**** Excerpted passage

Personal information
- Born: March 28, 2003 (age 23)
- Listed height: 6 ft 5 in (1.96 m)
- Listed weight: 212 lb (96 kg)

Career information
- High school: Colonia (Woodbridge Township, New Jersey); SPIRE Academy (Geneva, Ohio);
- College: Merrimack (2022–2024); Rutgers (2024–2025); Dayton (2025–2026);
- NBA draft: 2026: undrafted
- Position: Shooting guard

Career highlights
- NEC Player of the Year (2024); NEC Defensive Player of the Year (2024); First-team All-NEC (2024); NEC All-Rookie Team (2023);

= Jordan Derkack =

American college basketball player

Jordan Derkack (born March 28, 2003) is an American basketball player. He played college basketball for the Merrimack Warriors, Rutgers Scarlet Knights and Dayton Flyers.

==Early life and high school career==
Derkack is the son of Gene Derkack, who played college basketball at FIU, and his mother played soccer at the school. Raised in Woodbridge Township, New Jersey, Derkack attended Colonia High School. As a senior, he averaged 13.6 points, 7.0 rebounds, 4.8 assists, and 2.0 steals per game, before doing a prep year at SPIRE Academy. He committed to play college basketball at Merrimack.

********

Brief A:
In the Jordan Derkack profile, where did his father, Gene Derkack, play college basketball?
Brief B:
Condense the paragraph of the Jordan Derkack profile beginning "Derkack is the son of Gene Derkack" into a short bulleted list that keeps its main facts.
Brief C:
Does the Jordan Derkack profile support each statement? Answer yes or no for each, quoting the deciding words: (i) He plays shooting guard. (ii) He was selected in the 2026 NBA draft. (iii) He was named NEC Defensive Player of the Year in 2023.

**** Data to examine

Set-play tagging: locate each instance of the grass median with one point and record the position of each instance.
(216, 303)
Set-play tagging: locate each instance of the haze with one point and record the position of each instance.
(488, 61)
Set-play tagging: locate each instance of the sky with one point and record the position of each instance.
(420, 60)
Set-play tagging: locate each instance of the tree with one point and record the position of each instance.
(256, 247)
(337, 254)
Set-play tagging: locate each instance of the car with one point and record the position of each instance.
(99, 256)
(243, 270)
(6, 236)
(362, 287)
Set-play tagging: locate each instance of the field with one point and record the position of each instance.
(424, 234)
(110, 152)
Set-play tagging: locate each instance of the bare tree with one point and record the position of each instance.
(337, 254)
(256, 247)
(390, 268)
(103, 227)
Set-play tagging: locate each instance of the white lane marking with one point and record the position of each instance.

********
**** Data to examine

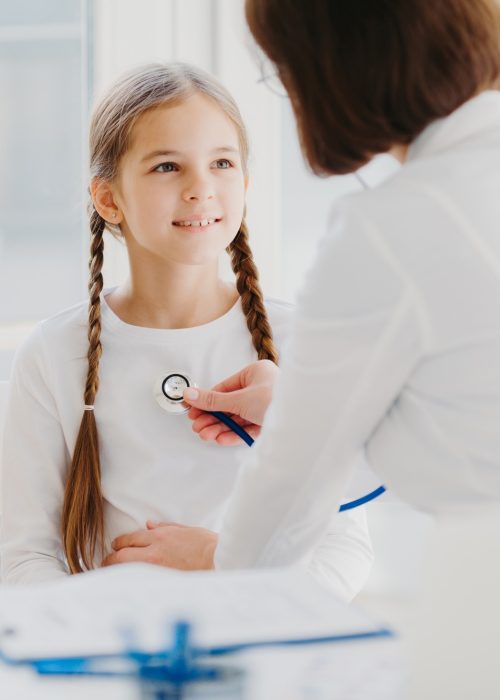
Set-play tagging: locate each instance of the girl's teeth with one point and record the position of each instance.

********

Written reply A:
FIU

Written reply B:
- Father Gene Derkack played college basketball at FIU, and his mother played soccer there.
- Raised in Woodbridge Township, New Jersey; attended Colonia High School.
- Senior-year averages: 13.6 points, 7.0 rebounds, 4.8 assists and 2.0 steals per game.
- Did a prep year at SPIRE Academy.
- Committed to play college basketball at Merrimack.

Written reply C:
(i) Yes: "Position: Shooting guard"
(ii) No: "NBA draft: 2026: undrafted"
(iii) No: "NEC Defensive Player of the Year (2024)"